**Instruction**
Which lines in the rows below contain the word "belt"? Gather each of those lines and copy it out in full.

**Data entries**
++++
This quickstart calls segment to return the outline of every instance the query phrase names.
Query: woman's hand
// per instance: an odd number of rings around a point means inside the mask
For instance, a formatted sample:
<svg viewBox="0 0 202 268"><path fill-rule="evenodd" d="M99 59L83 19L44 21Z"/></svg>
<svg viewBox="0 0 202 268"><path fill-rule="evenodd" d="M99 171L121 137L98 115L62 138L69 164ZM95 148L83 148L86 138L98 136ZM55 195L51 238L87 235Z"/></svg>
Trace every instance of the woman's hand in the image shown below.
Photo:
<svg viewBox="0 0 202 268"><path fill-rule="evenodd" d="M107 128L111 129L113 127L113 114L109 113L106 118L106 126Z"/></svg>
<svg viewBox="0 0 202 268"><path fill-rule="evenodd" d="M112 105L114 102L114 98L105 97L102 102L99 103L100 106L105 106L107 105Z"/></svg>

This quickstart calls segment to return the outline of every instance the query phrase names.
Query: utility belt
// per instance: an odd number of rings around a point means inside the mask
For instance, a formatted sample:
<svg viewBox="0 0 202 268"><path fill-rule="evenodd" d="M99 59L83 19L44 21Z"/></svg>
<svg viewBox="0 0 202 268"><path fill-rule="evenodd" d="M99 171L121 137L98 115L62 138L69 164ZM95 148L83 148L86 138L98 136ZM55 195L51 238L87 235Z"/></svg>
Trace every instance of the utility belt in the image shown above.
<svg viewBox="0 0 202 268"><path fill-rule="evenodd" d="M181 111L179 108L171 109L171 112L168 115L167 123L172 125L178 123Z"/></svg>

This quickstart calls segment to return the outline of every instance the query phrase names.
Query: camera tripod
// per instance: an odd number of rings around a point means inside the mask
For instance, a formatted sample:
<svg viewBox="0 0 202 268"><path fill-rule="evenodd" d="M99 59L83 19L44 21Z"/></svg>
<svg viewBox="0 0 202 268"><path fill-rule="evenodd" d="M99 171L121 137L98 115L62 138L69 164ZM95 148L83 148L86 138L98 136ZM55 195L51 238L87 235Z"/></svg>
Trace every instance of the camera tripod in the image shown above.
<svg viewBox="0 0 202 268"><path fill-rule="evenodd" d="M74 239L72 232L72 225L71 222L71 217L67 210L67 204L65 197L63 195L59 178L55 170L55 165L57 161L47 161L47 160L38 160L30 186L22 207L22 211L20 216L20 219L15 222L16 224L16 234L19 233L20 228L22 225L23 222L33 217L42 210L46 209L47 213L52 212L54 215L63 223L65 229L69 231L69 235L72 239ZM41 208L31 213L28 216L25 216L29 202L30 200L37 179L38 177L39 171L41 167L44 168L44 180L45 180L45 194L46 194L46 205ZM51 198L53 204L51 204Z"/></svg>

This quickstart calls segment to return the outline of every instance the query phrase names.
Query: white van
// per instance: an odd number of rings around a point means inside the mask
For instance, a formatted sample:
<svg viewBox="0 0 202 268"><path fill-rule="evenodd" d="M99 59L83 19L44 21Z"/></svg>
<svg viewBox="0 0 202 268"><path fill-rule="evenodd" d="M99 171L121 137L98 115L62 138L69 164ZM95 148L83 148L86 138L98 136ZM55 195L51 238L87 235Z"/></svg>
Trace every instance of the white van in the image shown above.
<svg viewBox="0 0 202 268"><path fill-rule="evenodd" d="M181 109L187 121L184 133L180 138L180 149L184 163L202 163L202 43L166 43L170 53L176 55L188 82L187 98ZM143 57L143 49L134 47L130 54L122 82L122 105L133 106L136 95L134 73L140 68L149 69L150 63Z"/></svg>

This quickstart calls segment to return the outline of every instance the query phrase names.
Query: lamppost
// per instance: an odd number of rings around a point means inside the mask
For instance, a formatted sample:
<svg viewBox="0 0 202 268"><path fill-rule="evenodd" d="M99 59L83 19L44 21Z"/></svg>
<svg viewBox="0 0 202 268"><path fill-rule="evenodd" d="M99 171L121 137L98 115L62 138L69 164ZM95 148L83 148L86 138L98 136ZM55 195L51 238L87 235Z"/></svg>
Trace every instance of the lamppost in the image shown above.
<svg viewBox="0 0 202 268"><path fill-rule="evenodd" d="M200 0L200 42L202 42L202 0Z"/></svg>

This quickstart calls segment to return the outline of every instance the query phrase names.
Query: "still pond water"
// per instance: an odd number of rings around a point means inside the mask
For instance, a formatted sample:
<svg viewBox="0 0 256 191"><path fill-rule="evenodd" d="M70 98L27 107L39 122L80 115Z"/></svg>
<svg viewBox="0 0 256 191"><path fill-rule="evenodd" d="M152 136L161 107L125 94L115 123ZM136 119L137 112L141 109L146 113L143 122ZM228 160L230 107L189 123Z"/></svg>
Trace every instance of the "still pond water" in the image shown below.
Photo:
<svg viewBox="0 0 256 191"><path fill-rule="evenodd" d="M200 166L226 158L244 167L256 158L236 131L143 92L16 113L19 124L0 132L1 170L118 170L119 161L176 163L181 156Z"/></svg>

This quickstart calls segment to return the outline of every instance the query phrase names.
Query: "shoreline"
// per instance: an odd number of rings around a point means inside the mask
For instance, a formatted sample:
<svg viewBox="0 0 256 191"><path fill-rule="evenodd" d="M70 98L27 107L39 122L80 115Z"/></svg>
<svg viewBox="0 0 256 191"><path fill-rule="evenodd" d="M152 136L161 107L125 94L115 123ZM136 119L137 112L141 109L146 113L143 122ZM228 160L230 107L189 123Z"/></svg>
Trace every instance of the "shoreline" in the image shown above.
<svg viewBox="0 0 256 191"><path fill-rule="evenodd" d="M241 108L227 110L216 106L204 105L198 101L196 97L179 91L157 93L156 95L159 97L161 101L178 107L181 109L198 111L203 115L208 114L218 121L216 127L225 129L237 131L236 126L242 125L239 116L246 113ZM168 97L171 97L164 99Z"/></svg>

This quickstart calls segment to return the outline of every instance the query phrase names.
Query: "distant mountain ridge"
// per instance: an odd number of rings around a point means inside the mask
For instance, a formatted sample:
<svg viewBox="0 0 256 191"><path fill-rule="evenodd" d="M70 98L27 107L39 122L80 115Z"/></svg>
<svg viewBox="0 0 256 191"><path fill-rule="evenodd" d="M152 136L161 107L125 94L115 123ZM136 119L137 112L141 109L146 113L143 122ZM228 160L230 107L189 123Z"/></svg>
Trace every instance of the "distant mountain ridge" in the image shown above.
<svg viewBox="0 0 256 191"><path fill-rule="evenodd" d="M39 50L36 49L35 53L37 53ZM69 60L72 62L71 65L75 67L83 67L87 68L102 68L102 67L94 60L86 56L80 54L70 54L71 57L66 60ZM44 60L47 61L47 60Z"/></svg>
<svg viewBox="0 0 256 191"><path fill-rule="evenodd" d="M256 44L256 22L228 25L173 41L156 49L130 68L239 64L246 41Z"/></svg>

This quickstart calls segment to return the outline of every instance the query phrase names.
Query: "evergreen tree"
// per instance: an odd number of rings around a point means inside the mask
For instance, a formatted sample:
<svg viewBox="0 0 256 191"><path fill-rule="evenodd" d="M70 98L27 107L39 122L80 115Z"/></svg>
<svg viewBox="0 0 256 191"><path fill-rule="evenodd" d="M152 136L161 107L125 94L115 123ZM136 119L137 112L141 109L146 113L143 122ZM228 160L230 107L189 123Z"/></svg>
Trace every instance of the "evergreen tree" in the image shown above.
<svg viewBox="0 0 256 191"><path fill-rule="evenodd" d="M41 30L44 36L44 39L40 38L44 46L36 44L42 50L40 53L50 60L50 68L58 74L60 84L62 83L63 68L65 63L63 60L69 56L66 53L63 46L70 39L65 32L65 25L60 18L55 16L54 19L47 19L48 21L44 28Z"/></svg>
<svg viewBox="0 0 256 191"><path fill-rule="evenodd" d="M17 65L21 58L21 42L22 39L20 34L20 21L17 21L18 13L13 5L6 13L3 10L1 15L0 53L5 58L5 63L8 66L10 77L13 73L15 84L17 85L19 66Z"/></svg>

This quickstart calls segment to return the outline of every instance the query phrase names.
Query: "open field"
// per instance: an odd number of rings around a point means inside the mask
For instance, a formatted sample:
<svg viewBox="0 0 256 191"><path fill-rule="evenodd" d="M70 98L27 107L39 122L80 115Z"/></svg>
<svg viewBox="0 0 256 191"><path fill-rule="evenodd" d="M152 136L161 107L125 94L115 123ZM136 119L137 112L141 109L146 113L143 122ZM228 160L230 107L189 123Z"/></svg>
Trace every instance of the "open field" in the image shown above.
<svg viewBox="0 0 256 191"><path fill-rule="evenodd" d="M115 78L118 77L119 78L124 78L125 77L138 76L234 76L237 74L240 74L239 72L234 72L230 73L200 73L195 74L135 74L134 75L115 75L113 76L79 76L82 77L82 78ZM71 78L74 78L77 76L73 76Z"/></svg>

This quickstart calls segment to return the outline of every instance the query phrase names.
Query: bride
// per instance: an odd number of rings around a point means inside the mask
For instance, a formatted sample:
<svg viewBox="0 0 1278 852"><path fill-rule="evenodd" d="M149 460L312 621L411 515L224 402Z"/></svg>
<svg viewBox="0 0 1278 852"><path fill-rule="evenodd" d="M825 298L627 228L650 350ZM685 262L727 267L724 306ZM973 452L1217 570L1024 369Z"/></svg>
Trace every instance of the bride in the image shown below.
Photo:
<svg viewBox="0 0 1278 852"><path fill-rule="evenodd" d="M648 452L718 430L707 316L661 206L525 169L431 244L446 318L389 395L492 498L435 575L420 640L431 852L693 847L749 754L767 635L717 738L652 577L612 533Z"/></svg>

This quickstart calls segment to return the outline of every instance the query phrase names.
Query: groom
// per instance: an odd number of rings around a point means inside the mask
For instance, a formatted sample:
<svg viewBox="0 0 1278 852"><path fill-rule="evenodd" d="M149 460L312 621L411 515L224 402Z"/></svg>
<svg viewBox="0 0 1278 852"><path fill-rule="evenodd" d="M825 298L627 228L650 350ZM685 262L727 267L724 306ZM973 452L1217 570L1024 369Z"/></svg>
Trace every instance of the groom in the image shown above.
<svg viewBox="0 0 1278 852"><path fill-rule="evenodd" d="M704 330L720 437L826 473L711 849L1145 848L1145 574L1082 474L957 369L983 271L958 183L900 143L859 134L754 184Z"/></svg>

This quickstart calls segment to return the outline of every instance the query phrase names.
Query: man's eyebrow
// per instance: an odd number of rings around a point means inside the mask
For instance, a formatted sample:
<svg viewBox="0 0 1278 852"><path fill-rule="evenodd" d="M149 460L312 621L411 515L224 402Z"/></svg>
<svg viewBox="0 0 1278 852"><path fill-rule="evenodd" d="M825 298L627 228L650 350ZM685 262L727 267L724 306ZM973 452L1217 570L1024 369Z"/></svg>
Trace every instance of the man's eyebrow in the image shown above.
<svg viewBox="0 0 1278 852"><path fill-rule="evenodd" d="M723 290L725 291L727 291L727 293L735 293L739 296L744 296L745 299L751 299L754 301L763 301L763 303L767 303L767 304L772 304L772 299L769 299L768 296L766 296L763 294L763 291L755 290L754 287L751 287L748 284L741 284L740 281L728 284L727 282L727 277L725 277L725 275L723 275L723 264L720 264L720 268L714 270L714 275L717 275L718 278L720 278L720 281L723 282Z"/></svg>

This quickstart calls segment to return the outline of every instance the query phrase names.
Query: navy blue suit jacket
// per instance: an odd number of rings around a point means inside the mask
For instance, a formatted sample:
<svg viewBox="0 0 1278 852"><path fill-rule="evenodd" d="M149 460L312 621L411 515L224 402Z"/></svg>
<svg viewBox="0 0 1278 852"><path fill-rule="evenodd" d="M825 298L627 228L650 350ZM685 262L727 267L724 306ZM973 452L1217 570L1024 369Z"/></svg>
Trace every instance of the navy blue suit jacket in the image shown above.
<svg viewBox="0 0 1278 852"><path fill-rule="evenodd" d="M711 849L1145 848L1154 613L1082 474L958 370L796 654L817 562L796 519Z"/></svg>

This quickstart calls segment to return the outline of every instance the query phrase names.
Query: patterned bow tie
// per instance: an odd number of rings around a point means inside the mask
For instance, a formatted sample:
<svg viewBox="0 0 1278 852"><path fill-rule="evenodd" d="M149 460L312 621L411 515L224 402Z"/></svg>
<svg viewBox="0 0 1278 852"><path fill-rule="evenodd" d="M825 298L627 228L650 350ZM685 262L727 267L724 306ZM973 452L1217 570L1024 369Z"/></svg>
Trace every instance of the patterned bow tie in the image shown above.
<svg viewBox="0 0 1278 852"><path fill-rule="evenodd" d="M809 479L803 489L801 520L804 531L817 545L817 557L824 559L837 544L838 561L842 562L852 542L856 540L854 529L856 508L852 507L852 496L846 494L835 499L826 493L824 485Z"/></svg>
++++
**Solution**
Query: utility belt
Trace every instance of the utility belt in the image shown above.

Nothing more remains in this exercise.